_DATASET RECORDS:_
——

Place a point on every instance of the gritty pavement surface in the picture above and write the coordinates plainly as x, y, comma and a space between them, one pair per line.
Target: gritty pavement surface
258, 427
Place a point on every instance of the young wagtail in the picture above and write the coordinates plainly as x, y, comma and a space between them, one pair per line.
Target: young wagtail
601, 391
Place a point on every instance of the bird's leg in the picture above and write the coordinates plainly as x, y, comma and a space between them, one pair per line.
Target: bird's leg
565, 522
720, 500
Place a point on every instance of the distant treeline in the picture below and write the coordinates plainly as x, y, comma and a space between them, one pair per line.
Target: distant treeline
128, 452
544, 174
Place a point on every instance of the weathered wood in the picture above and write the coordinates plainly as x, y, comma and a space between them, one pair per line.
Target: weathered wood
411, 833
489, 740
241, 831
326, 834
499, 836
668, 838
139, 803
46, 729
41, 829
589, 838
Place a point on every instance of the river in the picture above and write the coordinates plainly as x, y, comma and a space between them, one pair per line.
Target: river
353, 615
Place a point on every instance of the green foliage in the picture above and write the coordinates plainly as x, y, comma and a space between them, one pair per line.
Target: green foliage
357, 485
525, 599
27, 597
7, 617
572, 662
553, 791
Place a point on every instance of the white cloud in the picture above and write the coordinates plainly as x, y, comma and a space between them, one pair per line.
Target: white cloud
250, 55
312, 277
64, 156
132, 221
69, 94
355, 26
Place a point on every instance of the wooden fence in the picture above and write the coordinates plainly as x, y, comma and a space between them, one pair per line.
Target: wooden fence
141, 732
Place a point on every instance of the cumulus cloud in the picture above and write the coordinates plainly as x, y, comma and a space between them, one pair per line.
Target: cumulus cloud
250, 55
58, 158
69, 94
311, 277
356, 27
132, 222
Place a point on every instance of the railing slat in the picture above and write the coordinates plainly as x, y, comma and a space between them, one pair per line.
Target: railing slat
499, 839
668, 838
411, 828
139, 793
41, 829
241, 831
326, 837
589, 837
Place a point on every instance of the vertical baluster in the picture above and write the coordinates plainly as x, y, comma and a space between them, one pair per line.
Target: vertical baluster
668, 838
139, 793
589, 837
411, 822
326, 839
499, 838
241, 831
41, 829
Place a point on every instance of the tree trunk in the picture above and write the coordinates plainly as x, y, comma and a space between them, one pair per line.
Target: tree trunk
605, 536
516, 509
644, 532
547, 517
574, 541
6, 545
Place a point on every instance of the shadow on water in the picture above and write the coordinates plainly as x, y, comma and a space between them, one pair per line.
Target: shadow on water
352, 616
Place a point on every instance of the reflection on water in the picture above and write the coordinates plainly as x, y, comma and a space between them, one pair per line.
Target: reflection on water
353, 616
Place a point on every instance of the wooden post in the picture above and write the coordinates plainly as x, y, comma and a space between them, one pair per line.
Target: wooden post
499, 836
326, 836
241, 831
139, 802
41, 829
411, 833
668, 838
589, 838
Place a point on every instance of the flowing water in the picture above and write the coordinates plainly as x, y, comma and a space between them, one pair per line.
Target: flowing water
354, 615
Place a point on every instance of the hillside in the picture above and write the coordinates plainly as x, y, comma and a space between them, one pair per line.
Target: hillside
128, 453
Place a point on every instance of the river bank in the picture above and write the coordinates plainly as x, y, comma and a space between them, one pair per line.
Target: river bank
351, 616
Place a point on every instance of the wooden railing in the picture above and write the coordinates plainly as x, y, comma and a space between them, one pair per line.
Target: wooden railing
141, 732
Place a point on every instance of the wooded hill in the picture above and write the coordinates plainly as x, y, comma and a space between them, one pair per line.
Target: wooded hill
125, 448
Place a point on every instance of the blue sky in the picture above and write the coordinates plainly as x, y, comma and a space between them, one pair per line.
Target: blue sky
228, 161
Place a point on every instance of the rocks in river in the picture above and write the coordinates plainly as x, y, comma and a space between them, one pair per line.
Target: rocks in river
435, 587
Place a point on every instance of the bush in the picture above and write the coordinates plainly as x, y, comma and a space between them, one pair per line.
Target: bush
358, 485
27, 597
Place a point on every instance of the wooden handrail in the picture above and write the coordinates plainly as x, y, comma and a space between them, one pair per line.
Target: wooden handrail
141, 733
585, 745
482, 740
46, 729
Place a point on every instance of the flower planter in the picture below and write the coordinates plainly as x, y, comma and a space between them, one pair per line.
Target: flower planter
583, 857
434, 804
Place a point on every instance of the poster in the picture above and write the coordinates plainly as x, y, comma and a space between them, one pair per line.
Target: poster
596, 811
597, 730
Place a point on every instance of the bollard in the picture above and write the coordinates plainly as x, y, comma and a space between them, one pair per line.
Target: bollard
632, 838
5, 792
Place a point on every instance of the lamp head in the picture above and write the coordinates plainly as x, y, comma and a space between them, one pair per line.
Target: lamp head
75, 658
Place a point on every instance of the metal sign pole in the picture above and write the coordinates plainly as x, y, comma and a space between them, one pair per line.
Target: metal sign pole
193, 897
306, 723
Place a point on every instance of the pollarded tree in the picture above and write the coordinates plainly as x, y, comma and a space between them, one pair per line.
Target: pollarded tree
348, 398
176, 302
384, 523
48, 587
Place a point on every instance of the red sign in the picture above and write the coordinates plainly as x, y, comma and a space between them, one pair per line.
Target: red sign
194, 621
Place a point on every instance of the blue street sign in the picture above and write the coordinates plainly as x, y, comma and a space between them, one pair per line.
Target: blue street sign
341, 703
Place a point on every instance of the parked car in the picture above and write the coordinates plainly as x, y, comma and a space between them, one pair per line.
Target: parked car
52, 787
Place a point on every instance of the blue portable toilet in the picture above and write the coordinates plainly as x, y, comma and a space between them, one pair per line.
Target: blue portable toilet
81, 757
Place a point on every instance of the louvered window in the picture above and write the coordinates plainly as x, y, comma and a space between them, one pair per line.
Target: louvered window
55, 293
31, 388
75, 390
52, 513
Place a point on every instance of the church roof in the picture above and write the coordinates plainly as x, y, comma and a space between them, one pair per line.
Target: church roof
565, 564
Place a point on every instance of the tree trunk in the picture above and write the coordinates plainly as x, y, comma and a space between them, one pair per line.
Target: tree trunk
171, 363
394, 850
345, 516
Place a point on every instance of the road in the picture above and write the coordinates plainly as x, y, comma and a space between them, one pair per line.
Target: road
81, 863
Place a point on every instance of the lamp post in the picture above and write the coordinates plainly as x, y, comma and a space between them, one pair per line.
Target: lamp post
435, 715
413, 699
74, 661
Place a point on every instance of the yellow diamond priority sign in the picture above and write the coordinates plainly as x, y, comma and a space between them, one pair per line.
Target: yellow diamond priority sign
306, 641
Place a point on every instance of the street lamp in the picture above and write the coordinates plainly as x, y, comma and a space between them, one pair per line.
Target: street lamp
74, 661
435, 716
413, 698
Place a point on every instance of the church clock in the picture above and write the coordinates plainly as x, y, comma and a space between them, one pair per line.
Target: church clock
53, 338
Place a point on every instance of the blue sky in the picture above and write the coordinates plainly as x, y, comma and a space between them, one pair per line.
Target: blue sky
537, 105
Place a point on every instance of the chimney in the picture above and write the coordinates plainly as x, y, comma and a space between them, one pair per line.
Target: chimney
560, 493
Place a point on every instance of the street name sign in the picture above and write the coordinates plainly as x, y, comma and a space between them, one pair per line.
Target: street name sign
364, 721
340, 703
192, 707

——

_WHAT YOU ARE ASKED TO DO:_
Write out every entry word for word.

_FINAL ANSWER:_
Place a point on every instance of the gritty pavement surface in the picture above and write the coordinates plainly as x, y, comma and a space between them, one pair per line.
Target: gritty pavement surface
258, 427
Place a point on every instance of the young wagtail in the picture above and write the coordinates plainly as x, y, comma and a space between them, one pair per line.
Target: young wagtail
601, 391
Place a point on every instance of the bird's leg in the picture above and write the coordinates plainly as x, y, comma and a space between them, one pair per line.
Target: bird's leg
565, 522
720, 500
Place a point on every instance of the distant treeline in the picture below and write the coordinates plainly as x, y, comma and a space between them, one pair per line.
Target: distant treeline
128, 452
544, 174
Place a point on every instance of the weathered wood in the picture above and write the coordinates plainly as x, y, comma and a space between them, one pair per line.
Target: weathered wood
411, 833
489, 740
241, 831
326, 834
499, 836
668, 838
139, 803
46, 729
41, 829
589, 838
Place a point on every instance of the river in the picture above and write the coordinates plainly as x, y, comma and a space between them, one pair per line.
Target: river
353, 615
Place a point on every instance of the green foliage in the picture above and write the coordinates plainly as x, y, comma and a space between them, one pair per line.
Target: green foliage
357, 485
525, 599
27, 597
7, 617
572, 662
553, 791
Place a point on every instance of the white cloud in the picture above and write the coordinates plainly as x, y, comma and a space between them, one pair per line.
Target: white cloud
250, 55
312, 277
64, 156
132, 221
69, 94
355, 26
Place a point on every instance of the wooden fence in the picture above and write the coordinates plainly as x, y, comma and a space between them, one pair per line.
Target: wooden fence
141, 732
Place a point on every instance of the cumulus cloud in the picture above and write the coordinates plainly as x, y, comma and a space between them, one pair per line.
Target: cumulus cloud
250, 55
58, 158
69, 94
311, 277
356, 27
132, 222
Place a point on every instance of the railing slat in the picture above and write the coordinates plainly as x, y, comma and a space between them, one pair per line.
Target: railing slat
499, 839
668, 838
411, 828
139, 793
41, 829
241, 831
326, 837
589, 837
Place a point on every instance of the vertical baluster in the picture above and write the coordinates plainly as x, y, comma and a space between them, one pair per line.
Target: vertical baluster
668, 838
139, 793
589, 837
411, 822
326, 839
499, 838
241, 831
41, 829
Place a point on every instance of the tree trunk in the picture above and write the coordinates plainly as x, y, comma and a space between them, one pair per line.
Target: tree trunk
605, 536
516, 509
644, 532
547, 517
574, 541
6, 545
Place a point on every instance of the shadow on water in the picture above and write the coordinates plainly as x, y, comma and a space between them, one pair per line.
Target: shadow on water
352, 616
Place a point on every instance of the reflection on water in the picture above and write the coordinates plainly as x, y, comma and a space between them, one pair per line.
Target: reflection on water
353, 616
Place a point on every instance of the wooden post in the picture above and write the coordinates plainly as x, y, comma and a space between them, one pair per line.
Target: wooden post
499, 836
326, 836
241, 831
139, 802
41, 829
411, 833
668, 838
589, 838
Place a point on every instance of the flowing water in the picture above and write the coordinates plainly as x, y, comma and a space between them, one pair per line.
Target: flowing water
354, 615
Place a point on every instance of the hillside in the picture above and write the coordinates plainly as x, y, comma and a space between them, one pair per line.
Target: hillside
128, 453
Place a point on every instance of the river bank in the picture above and write the coordinates plainly as x, y, comma and a space between them, one pair per line.
Target: river bank
351, 616
Place a point on every instance of the wooden railing in the picture above and write the coordinates plainly as x, y, comma and a space between them, one pair per line.
Target: wooden railing
141, 732
Place a point on every instance of the wooded hill in the picture above and write the coordinates plainly as x, y, comma and a space between them, one pair per line.
Target: wooded hill
125, 448
Place a point on every instance of the blue sky in the picture above and write the coordinates plainly as x, y, comma and a space between them, one pair per line.
Target: blue sky
228, 161
Place a point on every instance of the rocks in river in the picture above and write the coordinates plainly as x, y, comma and a space between them, one pair per line.
Target: rocks in river
435, 587
Place a point on every instance of the bush in the picture above and write the coordinates plainly as x, y, comma and a space between them, one pair per line.
Target: bush
358, 485
27, 597
Place a point on every instance of the wooden handrail in the picture above and write the coordinates plainly as x, y, comma and a space between them, one pair per line.
Target: wooden handrail
141, 733
585, 745
482, 740
46, 729
Place a point on every instance of the flower planter in the picture below and write the coordinates plainly as x, y, comma and a space between them, one pair per line.
Target: flower planter
583, 857
434, 804
Place a point on every instance of the poster in the picture above and write the coordinates plainly as x, y, comma and a space between them, one pair per line.
Target: poster
596, 811
597, 730
Place a point on every instance of the bollard in the picture above and write the coordinates plainly as x, y, comma and a space between them, one pair per line.
Target: bollard
632, 838
5, 792
Place a point on every instance of the lamp head in the picture above and write the coordinates plainly as x, y, comma and a space between them, one pair per line.
Target: lamp head
75, 658
Place a point on every instance of the metal sign pole in the picture above and write the coordinates plainly as x, y, comma and a space between them, one pair per line.
Target: metal sign pole
193, 897
306, 723
Place a point on every instance of the pollarded tree in the picture above and write the coordinates plainly as x, y, comma and a space between them, one pair per line.
Target: pollarded tree
348, 398
176, 302
384, 523
48, 587
Place a point on every instance of the red sign in the picture above and write the coordinates plainly as x, y, comma and a space between them, one pair per line.
Target: red sign
194, 621
Place a point on every instance of the blue street sign in the picture above and write the coordinates plainly as x, y, comma and a space between them, one pair per line.
Target: blue street sign
341, 703
Place a point on every instance of the parked car in the picture above and write the coordinates plainly as x, y, comma and a space between them, one pair per line.
Target: parked car
52, 787
Place a point on every instance of the blue portable toilet in the picture above and write the coordinates plainly as x, y, comma and a space between them, one pair per line.
Target: blue portable toilet
81, 757
Place a point on every instance of the louvered window in the picture above and write the coordinates plainly as x, y, comma and a space between them, one pair per line.
Target: louvered window
55, 293
31, 388
75, 390
52, 513
Place a point on every instance of the church roof in the picture above and write the coordinates plainly as x, y, comma and a space between them, one pair per line.
Target: church roof
565, 564
Place a point on every instance of the tree trunk in the picture above and write the coordinates plainly as x, y, comma and a space between them, one pair per line.
Target: tree trunk
171, 363
394, 850
345, 516
Place a point on every instance of the road in the picture above and write the coordinates plainly as x, y, comma and a space between them, one pair per line.
Target: road
81, 863
Place a point on every instance of the lamp post in the picture above and write the coordinates plainly as x, y, comma and a space between them, one pair per line.
Target: lamp post
435, 715
413, 699
74, 661
Place a point on every instance of the yellow diamond priority sign in the picture above and write the coordinates plainly as x, y, comma and a space between them, one pair per line.
Target: yellow diamond priority sign
306, 641
Place a point on every instance of the street lamp in the picture above and write the coordinates plainly as x, y, comma and a space between them, one pair per line.
Target: street lamp
74, 661
435, 716
413, 698
Place a point on every instance of the church clock in the picture above and write the coordinates plainly as x, y, comma and a space between them, one pair per line.
Target: church clock
53, 338
Place a point on every instance of the blue sky in the picture above and write the coordinates plainly as x, y, comma and a space between them, one pair per line.
Target: blue sky
537, 105
Place a point on every instance of the chimney in the picture above and write the coordinates plainly as x, y, comma and a space between them, one pair per line.
Target: chimney
560, 493
Place a point on every instance of the street name sign in the picture above and write the coordinates plainly as x, y, comma and a space between them, one pair per line.
Target: street name sign
364, 721
340, 703
192, 707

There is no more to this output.